**** Provided text ****

On Wed, Jan 25, 2017 at 2:02 PM, Jonathan Tan <jonathantanmy@google.com> wrote:
> Hello everyone - this is a proposal for a protocol change to allow the
> fetch-pack/upload-pack to converse in terms of ref names (globs
> allowed), and also an implementation of the server (upload-pack) and
> fetch-from-HTTP client (fetch-pack invoked through fetch).
>
> Negotiation currently happens by upload-pack initially sending a list of
> refs with names and SHA-1 hashes, and then several request/response
> pairs in which the request from fetch-pack consists of SHA-1 hashes
> (selected from the initial list). Allowing the request to consist of
> names instead of SHA-1 hashes increases tolerance to refs changing
> (due to time, and due to having load-balanced servers without strong
> consistency), and is a step towards eliminating the need for the server
> to send the list of refs first (possibly improving performance).
>
> The protocol is extended by allowing fetch-pack to send
> "want-ref <name>", where <name> is a full name (refs/...) [1], possibly
> including glob characters. Upload-pack will inform the client of the
> refs actually matched by sending "wanted-ref <SHA-1> <name>" before
> sending the last ACK or NAK.

I have reviewed the patches and think they are a good idea,
cc'ing Jeff who you linked to and who had some ideas about the protocol as well.

Stefan

^ permalink raw reply	[flat|nested] 7+ messages in thread

* Re: [RFC 00/14] Allow fetch-pack to send ref names (globs allowed)
  2017-01-25 22:02 Jonathan Tan
  2017-01-26 22:15 ` Stefan Beller
@ 2017-01-26 23:00 ` Jeff King
  2017-01-27  0:26   ` Jonathan Tan
  2017-02-07 23:53 ` Jonathan Tan
  2 siblings, 1 reply; 7+ messages in thread
From: Jeff King @ 2017-01-26 23:00 UTC (permalink / raw)
  To: Jonathan Tan; +Cc: git

On Wed, Jan 25, 2017 at 02:02:53PM -0800, Jonathan Tan wrote:

> Negotiation currently happens by upload-pack initially sending a list of
> refs with names and SHA-1 hashes, and then several request/response
> pairs in which the request from fetch-pack consists of SHA-1 hashes
> (selected from the initial list). Allowing the request to consist of
> names instead of SHA-1 hashes increases tolerance to refs changing
> (due to time, and due to having load-balanced servers without strong
> consistency),

Interesting. My big question is: what happens when a ref _does_ change?

**** Supplied material ****

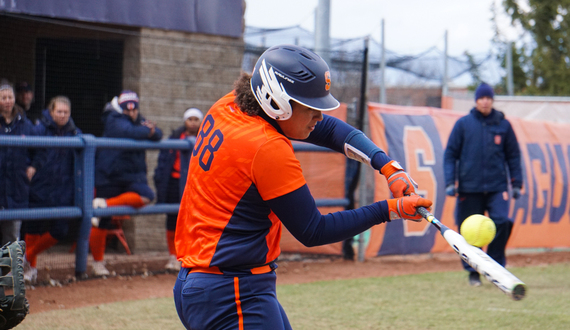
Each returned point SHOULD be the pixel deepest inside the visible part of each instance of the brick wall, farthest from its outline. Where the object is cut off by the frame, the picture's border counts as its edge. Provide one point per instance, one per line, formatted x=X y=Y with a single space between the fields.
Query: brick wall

****

• To be done:
1: According to the fetch-pack mailing-list thread, what does upload-pack send to tell the client which refs were actually matched?
2: Continue the fetch-pack mailing-list thread from the point where it stops.

• Expected answers:
1: It sends "wanted-ref <SHA-1> <name>" before sending the last ACK or NAK.

2:
How does the client handle this?

The existing uploadpack.allowReachableSHA1InWant is there to work around
the problem that an http client may get a ref advertisement in one step,
and then come back later to do the want/have negotiation, at which point
the server has moved on (or maybe it's even a different server). There
the client says "I want sha1 X", and the server needs to say "well, X
isn't my tip now, but it's still acceptable for you to fetch".

But this seems to go in the opposite direction. After the advertisement,
the client decides "OK, I want to fetch refs/heads/master which is at
SHA1 X". It connects to the server and says "I want refs/heads/master".
Let's say the server has moved its version of the ref to SHA1 Y.

What happens? I think the server will say "wanted-ref master Y". Does
the client just decide to use "Y" then?  How does that interact with any
decisions the client might have made about X? I guess things like
fast-forwards have to be decided after we fetch the objects anyway
(since we cannot compute them until we get the pack), so maybe there
aren't any such decisions. I haven't checked.

> and is a step towards eliminating the need for the server
> to send the list of refs first (possibly improving performance).

I'm not sure it is all that useful towards that end. You still have to
break compatibility so that the client tells the server to suppress the
ref advertisement. After that, it is just a question of asking for the
refs. And you have two options:

  1. Ask the server to tell you the values of some subset of the refs,
     pick what you want, and then do the want/have as normal.

  2. Go straight to the want/have, but tell the server the refs you want
     instead of their sha1s.

I think your approach here would lead to (2).

But (1), besides being closer to how the protocol works now, seems like
it's more flexible. I can ask about the ref state without necessarily
having to retrieve the objects. How would you write git-ls-remote with
such a system?

> [1] There has been some discussion about whether the server should
> accept partial ref names, e.g. [2]. In this patch set, I have made the
> server only accept full names, and it is the responsibility of the
> client to send the multiple patterns which it wants to match. Quoting
> from the commit message of the second patch:
> 
>   For example, a client could reasonably expand an abbreviated
>   name "foo" to "want-ref foo", "want-ref refs/heads/foo", "want-ref
>   refs/tags/foo", among others, and ensure that at least one such ref has
>   been fetched.

That has a cost that scales linearly with the number of refs, because
you have to ask for each name 6 times.  After the discussion you linked,
I think my preference is more like:

  1. Teach servers to accept a list of patterns from the client
     which will be resolved in order. Unlike your system, the client
     only needs to specify the list once per session, rather than once
     per ref.

  2. (Optional) Give a shorthand for the stock patterns that git has had
     in place for years. That saves some bytes over specifying the
     patterns completely (though it's really not _that_ many bytes, so
     perhaps the complication isn't a big deal).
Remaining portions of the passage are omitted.